> _ACTIONS TO TAKE_
[A] Answer these questions about the Second Sunday in Lent reflection, one line each:
(i) Which website do the text links point to?
(ii) What name does Jesus call Peter?
(iii) What does the reflection say Peter is expecting instead of the crucifixion?
[B] Write the next part of the Second Sunday in Lent reflection, picking up after its last sentence.

Second Sunday in Lent
(Text links are to Oremus Bible Browser. Oremus Bible Browser is not affiliated with or supported by the Evangelical Lutheran Church in America. You can find the calendar of readings for Year B at Lectionary Readings.)
For lectionary humor and insight, check the weekly comic Agnus Day.
Prophets in the Old Testament were not people with magical knowledge of the future. God sent ordinary people to remind the people of Israel that they were headed for disaster if they refused to live in a loving community, as God had taught them to do.
Peter is not usually considered a biblical prophet, but in today’s Gospel text he sure seems to think he knows God’s plan for Jesus. Just a few weeks ago we read that Peter was absolutely floored by the glory of the transfiguration. God told him and the other disciples present, “This is my Son, the Beloved; listen to him (Mark 2:7)!” Yet here Peter rebukes Jesus for what Jesus is teaching! He doesn’t manage to listen for long before he decides he knows what is best for Jesus and God’s people. Jesus calls him “Satan” and points out that Peter is focused on human, not divine, things.
It’s easy for us to get stuck in thinking about “human things.” Some people listen to anyone who tells them God’s will is aligned with theirs (like the so-called “prophets” described above). Peter doesn’t like all this talk about Jesus suffering, being rejected, and dying. He is expecting something more along the lines of the transfiguration than the crucifixion. Like him, we tend to project what we want onto what God wants. We tend to think that our favored politician, our opinion on schools opening (or not), our team winning, and our hopes for the future are clearly endorsed by God. When we focus on victory, glory, and self-satisfaction, we are definitely thinking about human things.

> _GIVEN INFORMATION_

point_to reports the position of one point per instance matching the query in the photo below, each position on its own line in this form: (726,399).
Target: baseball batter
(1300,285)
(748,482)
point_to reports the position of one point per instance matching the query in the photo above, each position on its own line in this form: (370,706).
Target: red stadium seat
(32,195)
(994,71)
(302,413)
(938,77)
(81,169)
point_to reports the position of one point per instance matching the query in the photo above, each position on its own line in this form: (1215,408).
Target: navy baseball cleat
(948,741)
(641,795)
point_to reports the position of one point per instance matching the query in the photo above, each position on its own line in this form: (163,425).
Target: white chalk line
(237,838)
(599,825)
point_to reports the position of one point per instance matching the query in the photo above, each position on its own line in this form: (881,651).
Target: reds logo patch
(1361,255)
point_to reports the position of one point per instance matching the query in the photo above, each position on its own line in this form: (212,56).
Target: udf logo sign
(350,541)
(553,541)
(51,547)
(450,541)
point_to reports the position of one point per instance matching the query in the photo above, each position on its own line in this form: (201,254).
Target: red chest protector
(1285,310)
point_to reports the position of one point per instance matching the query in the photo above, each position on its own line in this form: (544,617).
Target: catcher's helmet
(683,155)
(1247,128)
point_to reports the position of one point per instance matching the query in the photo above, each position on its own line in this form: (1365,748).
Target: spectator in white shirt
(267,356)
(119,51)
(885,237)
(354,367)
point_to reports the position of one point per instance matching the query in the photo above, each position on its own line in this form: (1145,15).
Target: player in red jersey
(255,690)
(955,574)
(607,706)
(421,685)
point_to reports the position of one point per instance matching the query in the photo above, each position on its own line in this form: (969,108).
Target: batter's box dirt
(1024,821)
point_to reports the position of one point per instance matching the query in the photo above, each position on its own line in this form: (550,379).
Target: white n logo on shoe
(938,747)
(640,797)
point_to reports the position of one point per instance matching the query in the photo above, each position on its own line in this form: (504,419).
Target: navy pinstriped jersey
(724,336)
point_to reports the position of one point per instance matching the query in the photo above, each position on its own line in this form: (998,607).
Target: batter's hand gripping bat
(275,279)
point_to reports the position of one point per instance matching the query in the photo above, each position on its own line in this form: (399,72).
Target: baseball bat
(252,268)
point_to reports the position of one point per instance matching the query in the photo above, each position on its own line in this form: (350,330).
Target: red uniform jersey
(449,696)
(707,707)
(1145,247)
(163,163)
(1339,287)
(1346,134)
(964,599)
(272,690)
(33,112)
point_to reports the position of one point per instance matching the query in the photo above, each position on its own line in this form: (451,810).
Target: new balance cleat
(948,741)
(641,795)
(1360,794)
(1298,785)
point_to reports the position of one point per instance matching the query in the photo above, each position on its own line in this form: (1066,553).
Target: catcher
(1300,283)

> _RESULTS FOR THE EXERCISE_
[A]
(i) Oremus Bible Browser.
(ii) "Satan."
(iii) Something more along the lines of the transfiguration.

[B]
As Jesus explains so clearly in verses 35-38, we know our will is aligned with God’s when we expect to give ourselves away completely, in total humility, service, and sacrifice for our neighbors. When we do that, we can be certain God will do amazing things.
- What do you think Jesus meant when he told the crowd to deny themselves and take up a cross? What kind of sacrifices does Jesus expect from us now?
- One of the above questions asked what you’d be willing to give to have special knowledge about the future. What are you willing to sacrifice for a future that is uncertain, but where God is in charge?
- Write a letter to your future self (6 months away) saying at least three things you hope for in that time and giving yourself encouragement. Ask your group leader, a parent, or a friend to give it back to you at the appropriate time.
- We tend to think of our lives as a narrative that follows a familiar pattern we learn from our families, books, movies, and TV shows. But God sees many more possibilities. Starting with wherever you are in your school/work/family life, write a “choose your own adventure” story that imagines many different possible futures. You can do this by yourself or as a group, in which each member contributes a different possible chapter to the story.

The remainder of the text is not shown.